Give the lines from the line containing "Query: eyeglasses" to the line containing "(1274, 256)" as a numbered list, leaving out any blank lines.

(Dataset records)
'''

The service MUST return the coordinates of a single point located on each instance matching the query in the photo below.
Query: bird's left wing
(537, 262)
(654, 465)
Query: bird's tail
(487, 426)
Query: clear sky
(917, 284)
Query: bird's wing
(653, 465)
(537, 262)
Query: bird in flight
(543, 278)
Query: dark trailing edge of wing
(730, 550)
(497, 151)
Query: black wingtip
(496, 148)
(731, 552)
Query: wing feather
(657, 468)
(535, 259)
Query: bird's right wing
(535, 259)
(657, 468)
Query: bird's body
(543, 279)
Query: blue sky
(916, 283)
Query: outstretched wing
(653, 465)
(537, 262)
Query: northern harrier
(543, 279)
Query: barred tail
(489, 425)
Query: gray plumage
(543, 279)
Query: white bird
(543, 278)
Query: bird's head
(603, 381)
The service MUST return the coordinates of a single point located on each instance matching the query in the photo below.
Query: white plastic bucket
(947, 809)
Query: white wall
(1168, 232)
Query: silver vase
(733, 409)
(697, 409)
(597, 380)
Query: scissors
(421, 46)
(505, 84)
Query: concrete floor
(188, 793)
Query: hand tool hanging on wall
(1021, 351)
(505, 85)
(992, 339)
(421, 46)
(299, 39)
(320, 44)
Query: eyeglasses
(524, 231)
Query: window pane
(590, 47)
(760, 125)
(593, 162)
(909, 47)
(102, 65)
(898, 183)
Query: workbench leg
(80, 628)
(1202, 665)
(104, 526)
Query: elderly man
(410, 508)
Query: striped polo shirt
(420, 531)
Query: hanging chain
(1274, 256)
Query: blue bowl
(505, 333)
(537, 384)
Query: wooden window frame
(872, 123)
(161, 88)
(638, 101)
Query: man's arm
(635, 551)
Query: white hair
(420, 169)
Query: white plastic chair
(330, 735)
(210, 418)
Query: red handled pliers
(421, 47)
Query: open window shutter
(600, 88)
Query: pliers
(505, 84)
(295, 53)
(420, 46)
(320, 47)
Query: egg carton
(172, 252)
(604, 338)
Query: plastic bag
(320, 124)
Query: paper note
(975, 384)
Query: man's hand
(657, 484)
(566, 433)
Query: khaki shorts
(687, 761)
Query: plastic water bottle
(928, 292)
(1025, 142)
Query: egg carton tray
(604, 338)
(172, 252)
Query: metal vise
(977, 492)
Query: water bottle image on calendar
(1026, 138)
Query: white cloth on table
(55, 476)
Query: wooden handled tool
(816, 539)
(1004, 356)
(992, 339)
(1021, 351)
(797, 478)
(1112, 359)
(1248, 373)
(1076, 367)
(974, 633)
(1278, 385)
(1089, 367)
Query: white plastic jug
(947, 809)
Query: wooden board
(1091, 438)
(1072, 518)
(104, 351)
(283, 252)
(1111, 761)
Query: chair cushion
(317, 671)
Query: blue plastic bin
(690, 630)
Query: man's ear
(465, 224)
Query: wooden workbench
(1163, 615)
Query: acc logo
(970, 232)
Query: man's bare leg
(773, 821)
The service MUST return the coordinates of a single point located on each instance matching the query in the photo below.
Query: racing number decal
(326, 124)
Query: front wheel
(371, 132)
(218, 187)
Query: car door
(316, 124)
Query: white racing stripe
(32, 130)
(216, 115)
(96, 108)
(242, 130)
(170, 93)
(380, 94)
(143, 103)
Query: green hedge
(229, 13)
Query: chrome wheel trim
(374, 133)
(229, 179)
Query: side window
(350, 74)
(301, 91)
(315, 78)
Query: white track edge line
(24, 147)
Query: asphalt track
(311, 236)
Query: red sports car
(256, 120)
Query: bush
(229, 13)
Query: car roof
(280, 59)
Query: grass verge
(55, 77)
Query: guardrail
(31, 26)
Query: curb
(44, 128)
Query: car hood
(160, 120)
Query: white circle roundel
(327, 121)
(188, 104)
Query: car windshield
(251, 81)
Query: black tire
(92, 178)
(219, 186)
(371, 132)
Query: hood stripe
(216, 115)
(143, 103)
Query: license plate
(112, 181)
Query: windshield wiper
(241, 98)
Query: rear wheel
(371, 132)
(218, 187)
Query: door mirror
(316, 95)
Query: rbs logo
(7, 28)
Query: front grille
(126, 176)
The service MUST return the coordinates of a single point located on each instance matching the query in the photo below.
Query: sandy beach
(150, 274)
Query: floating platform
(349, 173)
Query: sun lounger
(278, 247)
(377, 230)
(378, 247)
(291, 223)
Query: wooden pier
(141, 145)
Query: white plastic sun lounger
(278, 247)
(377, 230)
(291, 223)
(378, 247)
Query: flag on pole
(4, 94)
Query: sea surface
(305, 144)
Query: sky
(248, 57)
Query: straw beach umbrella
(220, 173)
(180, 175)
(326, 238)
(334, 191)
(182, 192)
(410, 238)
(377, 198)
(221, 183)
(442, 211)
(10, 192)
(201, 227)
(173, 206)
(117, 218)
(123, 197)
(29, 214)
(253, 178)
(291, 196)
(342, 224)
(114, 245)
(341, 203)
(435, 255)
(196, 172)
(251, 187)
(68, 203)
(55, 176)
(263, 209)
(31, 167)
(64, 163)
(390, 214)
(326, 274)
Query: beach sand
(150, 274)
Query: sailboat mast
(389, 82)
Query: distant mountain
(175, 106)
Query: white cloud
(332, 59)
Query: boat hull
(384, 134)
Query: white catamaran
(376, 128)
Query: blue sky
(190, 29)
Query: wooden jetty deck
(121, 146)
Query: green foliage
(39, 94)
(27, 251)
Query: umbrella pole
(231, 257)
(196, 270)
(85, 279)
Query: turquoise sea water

'''

Solution>
1. Query: eyeglasses
2. (524, 231)
3. Query: window pane
4. (590, 47)
5. (760, 125)
6. (593, 162)
7. (909, 47)
8. (102, 65)
9. (898, 183)
10. Query: workbench leg
11. (80, 628)
12. (1202, 665)
13. (104, 526)
14. Query: elderly man
15. (410, 508)
16. Query: striped polo shirt
17. (420, 531)
18. Query: hanging chain
19. (1274, 256)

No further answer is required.